Soal A: Menurut teks tentang pernyataan OPM, berapa jumlah personel TNI dan Polri yang dikerahkan dalam operasi di Tembagapura?
Soal B: Silakan lanjutkan teks tentang pernyataan OPM mengenai operasi militer di Tembagapura, mulai setelah kalimat terakhirnya.

Teks Bacaan:
*-*-*
Juru Bicara OPM, Sebby Sambon dalam surat elektroniknya dari Vanimo Papua Nugini mengatakan militer Indonesia berlebihan menghadapi kelompok bersenjata dan cenderung tidak adil dalam melakukan peperangan.

OPM menyebut militer Indonesia, pertama menggunakan pesawat tanpa awak untuk pemanduan dan foto udara, guna mendapatkan informasi lengkap tentang tempat tinggal atau Markas TPNPB OPM di Tembagapura.

Kedua, pasukan TNI dan Polri yang dikerahkan dalam operasi itu mencapai 5.000 personel. Sehingga OPM mengibaratkan "hanya lawan satu pucuk senjata TPNPB-OPM, namun mengirim 5.000 personel militer dan polisi di Tembagapura."

Pasukan Organisasi Papua Merdeka dengan bendera mereka/Ilustrasi.s

Kelompok bersenjata Papua Merdeka.

Ketiga, OPM menganggap TNI dan Polri melanggar statuta Roma tentang Hukum Humaniter Perang Internasional. “Artinya, perlawanan dalam perang harus seimbang. Yang dimaksud adalah kekuatan pasukan ataupun peralatan perang harus seimbang," kata Sebby.

Atas dasar itu, Sebby memperingatkan bahwa selama perang berlangsung di Tembagapura antara TPNPB OPM dan militer Indonesia, tidak dapat dibolehkan menggunakan mobil, truk, dan bus milik perusahaan ataupun milik rumah sakit. Juga tidak boleh menggunakan mobil Palang Merah Internasional.
*-*-*
Data Hasil Ekstraksi:
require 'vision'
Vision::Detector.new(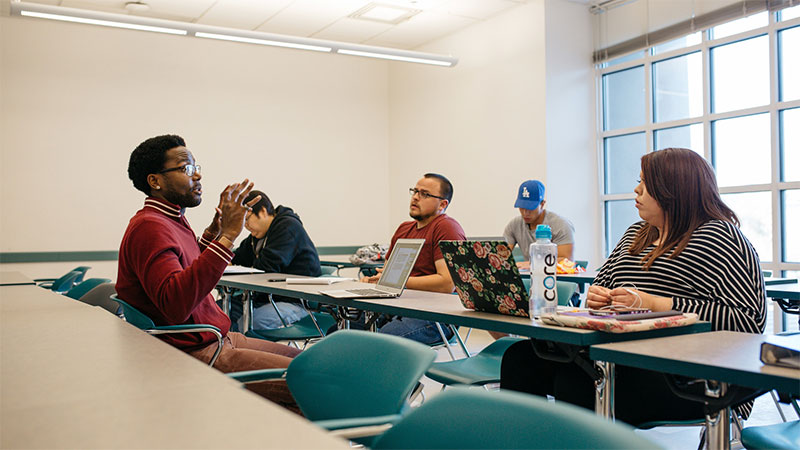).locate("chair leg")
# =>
[434,322,456,361]
[769,391,786,422]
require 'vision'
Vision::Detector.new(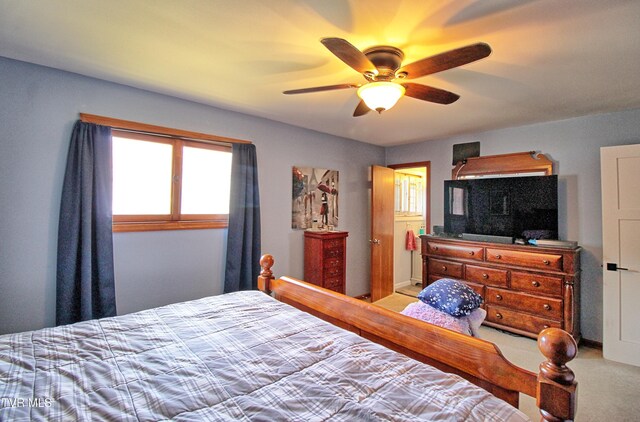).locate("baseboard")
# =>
[353,293,371,302]
[393,280,412,290]
[580,337,602,350]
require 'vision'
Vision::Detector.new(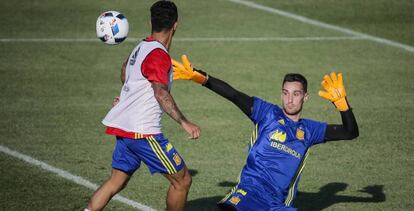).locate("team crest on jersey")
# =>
[173,153,181,166]
[236,189,247,196]
[229,196,240,205]
[270,130,286,143]
[165,143,172,152]
[296,128,305,140]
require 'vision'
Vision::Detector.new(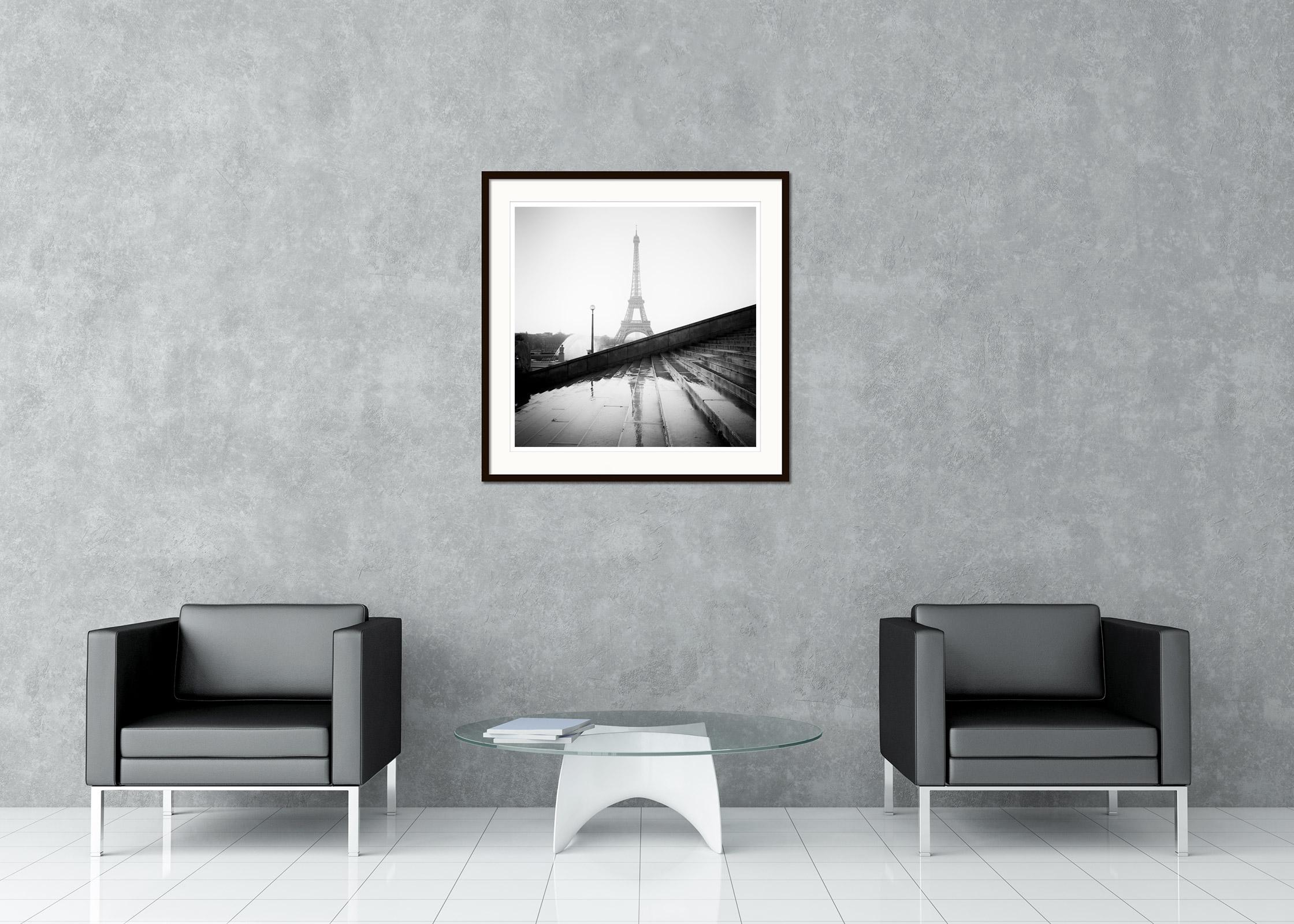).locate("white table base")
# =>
[552,726,723,853]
*-*-*
Jawaban A: Sebanyak 5.000 personel.

Jawaban B:
“Tentara Pembebasan Nasional Papua Barat menegaskan bahwa jika pasukan militer dan polisi Indonesia merasa jagoan, tunjukkan sikap kejantananmu dalam dunia perang saat ini di Tembagapura," kata Sebby.

Ia pun menantang TNI-Polri perang tidak menggunakan kendaraan milik perusahaan Freeport, juga tidak menggunakan mobil ambulans, juga tidak mengunakan mobil Palang Merah Internasional, dan tidak melakukan serangan militer dari udara di markas TPNPB-OPM.

Ketidakadilan di Papua Tinggi

Munculnya aksi separatis yang terjadi di Papua berapa waktu terakhir ini, tentu tak lepas dari ketidakadilan yang dirasakan oleh masyarakat Papua itu sendiri. Terlebih adanya perusahaan besar seperti Freeport dinilai belum memberi manfaat besar bagi warga sekitarnya.

Ketua Gerakan Mahasiswa Papua Indonesia, Habelino Sawaki menilai masih adanya separatis di bumi Papua akar masalahnya berasal dari keberadaan PT Freeport Indonesia di sana.

OPM menurut dia, memprotes karena keberadaan perusahaan tambang emas asal Amerika Serikat itu tidak membawa banyak manfaat bagi masyarakat setempat. Meski, sejumlah infrastruktur fisik dibangun Freeport di sana.

"Memang Freeport sudah membangun sejumlah infrastruktur fisik di sana. Tetapi itu tidak cukup karena masyarakat setempat tak diberdayakan, terutama pada aspek pendidikan," jelasnya.

 Warga yang sempat disandera kelompok kriminal bersenjata di Tembagapura, Timika, Papua, dilaporkan berhasil dibebaskan pada Jumat pagi, 17 November 2017.

Masalah lain, menurut Habelino, keberadaan warga pendatang yang menambang emas di sana, padahal daerah itu adalah kawasan terlarang yang menandakan ada negara yang turut main dan ada aparat yang turut memfasilitasi.

Untuk itu, Habelino memperingatkan Panglima TNI dan Kapolri agar menindak tegas aparatnya yang diduga kongkalikong di tambang emas Tembagapura itu. Soalnya sudah cukup banyak korban jatuh selama ini.

"Kami bisa kok baik-baik dalam negara ini. Tapi jangan selalu kami yang diperalat. Saya orang Papua tapi saya cinta Indonesia,” ujar Habelino. (umi)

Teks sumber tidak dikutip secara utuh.